• [Task instructions] Starting at the first of the rows below and ending at the line containing "[89,66,235,126]", with both lines included, write out every line again, requests included. Multiply each bounding-box coordinate in the answers by 2.05 and round it to a whole number, rounding halves up, and leave the requests unchanged.

___ Given records ___

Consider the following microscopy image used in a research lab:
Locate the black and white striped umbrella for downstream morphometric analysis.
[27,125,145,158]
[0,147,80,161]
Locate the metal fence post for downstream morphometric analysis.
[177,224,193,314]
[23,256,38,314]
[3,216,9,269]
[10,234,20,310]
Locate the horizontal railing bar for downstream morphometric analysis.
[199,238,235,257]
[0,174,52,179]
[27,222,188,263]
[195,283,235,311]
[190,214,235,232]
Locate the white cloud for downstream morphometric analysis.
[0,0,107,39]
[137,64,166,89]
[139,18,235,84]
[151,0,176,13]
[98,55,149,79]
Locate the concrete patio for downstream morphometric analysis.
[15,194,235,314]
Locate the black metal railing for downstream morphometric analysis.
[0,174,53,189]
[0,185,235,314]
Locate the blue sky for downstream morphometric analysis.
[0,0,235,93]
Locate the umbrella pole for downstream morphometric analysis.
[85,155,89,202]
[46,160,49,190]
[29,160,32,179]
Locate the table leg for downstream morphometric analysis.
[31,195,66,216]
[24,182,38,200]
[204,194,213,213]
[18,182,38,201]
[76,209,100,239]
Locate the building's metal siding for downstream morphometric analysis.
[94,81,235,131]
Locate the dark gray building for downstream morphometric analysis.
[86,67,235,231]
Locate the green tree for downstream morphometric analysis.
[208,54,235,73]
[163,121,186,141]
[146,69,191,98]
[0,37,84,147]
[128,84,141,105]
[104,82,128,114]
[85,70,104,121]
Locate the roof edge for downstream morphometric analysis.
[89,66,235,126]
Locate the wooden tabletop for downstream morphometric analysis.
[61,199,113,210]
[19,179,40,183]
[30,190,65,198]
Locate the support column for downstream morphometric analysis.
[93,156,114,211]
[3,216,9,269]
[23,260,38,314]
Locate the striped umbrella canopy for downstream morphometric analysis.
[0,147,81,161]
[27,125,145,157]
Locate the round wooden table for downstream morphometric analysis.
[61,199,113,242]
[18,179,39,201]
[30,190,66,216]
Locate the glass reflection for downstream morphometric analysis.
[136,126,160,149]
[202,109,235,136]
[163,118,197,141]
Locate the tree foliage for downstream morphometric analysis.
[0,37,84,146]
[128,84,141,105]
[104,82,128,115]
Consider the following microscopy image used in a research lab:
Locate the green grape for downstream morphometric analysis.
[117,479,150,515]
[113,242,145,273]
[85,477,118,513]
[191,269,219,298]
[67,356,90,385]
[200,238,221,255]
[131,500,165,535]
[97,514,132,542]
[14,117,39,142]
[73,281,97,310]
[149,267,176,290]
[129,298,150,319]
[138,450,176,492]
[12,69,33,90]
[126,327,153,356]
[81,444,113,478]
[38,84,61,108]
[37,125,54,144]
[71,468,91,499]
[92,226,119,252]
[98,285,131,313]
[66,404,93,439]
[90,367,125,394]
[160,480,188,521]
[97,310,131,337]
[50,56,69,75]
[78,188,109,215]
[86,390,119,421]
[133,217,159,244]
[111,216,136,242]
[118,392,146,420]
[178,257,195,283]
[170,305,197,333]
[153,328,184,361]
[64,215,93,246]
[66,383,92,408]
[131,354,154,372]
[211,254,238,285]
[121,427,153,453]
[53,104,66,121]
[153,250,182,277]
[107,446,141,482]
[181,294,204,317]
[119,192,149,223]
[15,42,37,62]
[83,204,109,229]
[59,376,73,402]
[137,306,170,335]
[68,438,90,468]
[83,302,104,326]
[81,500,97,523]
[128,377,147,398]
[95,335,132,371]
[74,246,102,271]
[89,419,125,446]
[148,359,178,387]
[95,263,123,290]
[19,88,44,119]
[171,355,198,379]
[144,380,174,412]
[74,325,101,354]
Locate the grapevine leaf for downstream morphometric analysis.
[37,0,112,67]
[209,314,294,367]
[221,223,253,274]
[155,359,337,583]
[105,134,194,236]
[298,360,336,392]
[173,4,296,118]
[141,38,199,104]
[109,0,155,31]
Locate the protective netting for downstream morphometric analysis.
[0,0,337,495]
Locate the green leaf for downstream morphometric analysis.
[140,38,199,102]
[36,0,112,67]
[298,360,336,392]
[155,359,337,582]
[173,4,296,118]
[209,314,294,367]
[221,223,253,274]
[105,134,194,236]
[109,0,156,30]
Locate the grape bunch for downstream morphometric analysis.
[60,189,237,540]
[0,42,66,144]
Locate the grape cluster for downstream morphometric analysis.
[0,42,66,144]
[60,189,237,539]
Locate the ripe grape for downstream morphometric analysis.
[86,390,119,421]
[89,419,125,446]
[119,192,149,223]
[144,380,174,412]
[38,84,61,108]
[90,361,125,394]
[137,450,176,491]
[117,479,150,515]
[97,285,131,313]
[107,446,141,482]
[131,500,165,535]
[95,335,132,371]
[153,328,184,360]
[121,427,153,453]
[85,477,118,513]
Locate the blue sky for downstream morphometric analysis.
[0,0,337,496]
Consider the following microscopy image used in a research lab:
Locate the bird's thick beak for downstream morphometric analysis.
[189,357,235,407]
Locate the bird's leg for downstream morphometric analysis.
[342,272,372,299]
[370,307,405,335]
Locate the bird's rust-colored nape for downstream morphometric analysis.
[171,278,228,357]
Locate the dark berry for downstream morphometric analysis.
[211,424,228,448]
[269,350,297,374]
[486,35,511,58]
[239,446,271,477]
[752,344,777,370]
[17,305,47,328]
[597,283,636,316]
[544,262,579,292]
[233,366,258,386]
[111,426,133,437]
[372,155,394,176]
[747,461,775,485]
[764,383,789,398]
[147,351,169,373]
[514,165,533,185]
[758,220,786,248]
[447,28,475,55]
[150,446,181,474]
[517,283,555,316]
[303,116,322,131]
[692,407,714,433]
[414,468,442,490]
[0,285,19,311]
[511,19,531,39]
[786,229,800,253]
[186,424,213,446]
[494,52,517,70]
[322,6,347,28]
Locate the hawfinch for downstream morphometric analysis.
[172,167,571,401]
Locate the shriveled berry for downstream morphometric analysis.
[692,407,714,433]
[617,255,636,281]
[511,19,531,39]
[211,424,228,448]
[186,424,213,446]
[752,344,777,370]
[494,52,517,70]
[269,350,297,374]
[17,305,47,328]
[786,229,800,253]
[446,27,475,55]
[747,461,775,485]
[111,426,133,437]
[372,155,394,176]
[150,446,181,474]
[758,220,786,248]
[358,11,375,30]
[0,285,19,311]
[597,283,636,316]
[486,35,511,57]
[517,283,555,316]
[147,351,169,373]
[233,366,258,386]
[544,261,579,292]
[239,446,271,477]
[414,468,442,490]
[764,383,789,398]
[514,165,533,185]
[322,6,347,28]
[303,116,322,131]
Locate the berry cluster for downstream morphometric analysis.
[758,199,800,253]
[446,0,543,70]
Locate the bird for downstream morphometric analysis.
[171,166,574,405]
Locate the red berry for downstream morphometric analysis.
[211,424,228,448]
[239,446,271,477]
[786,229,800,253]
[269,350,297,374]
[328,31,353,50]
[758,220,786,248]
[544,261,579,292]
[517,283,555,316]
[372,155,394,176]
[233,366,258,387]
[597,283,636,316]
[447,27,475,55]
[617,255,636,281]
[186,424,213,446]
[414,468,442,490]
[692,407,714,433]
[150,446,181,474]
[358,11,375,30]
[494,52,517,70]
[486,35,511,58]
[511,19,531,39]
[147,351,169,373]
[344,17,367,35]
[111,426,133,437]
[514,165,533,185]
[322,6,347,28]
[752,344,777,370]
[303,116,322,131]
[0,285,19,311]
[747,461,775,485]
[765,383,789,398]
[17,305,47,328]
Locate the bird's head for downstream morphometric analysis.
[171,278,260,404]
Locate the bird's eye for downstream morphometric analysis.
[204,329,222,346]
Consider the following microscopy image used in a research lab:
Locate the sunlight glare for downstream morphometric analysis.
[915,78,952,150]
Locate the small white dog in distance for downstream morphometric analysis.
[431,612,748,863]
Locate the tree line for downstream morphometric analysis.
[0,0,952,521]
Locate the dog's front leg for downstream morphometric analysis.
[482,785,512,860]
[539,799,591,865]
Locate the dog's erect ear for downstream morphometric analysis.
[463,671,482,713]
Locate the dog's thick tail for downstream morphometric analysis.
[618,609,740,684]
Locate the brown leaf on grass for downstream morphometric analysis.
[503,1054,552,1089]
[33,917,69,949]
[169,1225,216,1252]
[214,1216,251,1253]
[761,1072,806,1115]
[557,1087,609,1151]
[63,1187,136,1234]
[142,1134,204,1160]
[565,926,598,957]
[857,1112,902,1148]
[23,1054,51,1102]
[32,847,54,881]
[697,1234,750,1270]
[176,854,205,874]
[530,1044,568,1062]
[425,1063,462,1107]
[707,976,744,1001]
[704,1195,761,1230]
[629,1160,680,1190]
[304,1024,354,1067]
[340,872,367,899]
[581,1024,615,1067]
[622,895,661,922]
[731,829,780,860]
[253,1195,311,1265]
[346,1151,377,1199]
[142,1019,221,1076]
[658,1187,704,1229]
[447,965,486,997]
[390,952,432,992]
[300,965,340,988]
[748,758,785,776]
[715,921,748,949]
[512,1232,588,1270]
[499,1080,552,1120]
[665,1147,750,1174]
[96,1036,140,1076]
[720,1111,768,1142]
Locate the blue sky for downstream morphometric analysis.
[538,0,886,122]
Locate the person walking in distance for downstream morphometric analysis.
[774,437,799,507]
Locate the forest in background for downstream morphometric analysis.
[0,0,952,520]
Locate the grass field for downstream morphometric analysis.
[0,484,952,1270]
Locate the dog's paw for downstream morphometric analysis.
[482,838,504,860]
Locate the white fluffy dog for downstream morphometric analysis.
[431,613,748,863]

___

• [The answer]
Consider the following microscopy image used in a research lab:
Locate the black and white striped umbrella for downstream morphometric analysis.
[55,256,297,324]
[0,301,164,330]
Locate the metal fence post for downstream morphometric analysis.
[363,459,396,644]
[47,525,78,644]
[6,443,18,551]
[21,480,41,636]
Locate the horizontal railing bar for downstream morphometric analysis.
[408,488,482,527]
[0,357,107,367]
[55,455,385,539]
[400,580,482,638]
[390,439,482,476]
Locate the white cloud for downstream morphometric analysis.
[0,0,219,80]
[281,131,340,182]
[285,37,482,172]
[310,0,361,27]
[201,113,305,162]
Locate the concrete patio for downstream morphometric analysis.
[31,398,482,644]
Locate the black metal railing for downstream morphometric analysis.
[0,357,109,387]
[0,379,482,644]
Locate the blue sky for downstream morphometric analysis.
[0,0,482,191]
Locate the umbrella pole for downstream morphometric analysis.
[174,318,182,414]
[94,328,100,390]
[59,328,66,367]
Locate the table leg for downstream morphometric analysis.
[64,400,135,443]
[49,373,78,410]
[418,398,437,437]
[37,373,78,412]
[156,428,205,490]
Locate the building's metal siding for downstream morphometric analysis.
[193,166,482,269]
Locate the dark gray building for downstream morphometric analysis.
[176,137,482,474]
Locate the green tree for downstream morphometric analysis.
[426,111,482,150]
[334,248,381,289]
[299,141,392,201]
[0,76,172,301]
[262,172,289,215]
[213,168,262,234]
[174,144,213,248]
Locate the roof edge for downstream morphometric analysis.
[182,135,482,258]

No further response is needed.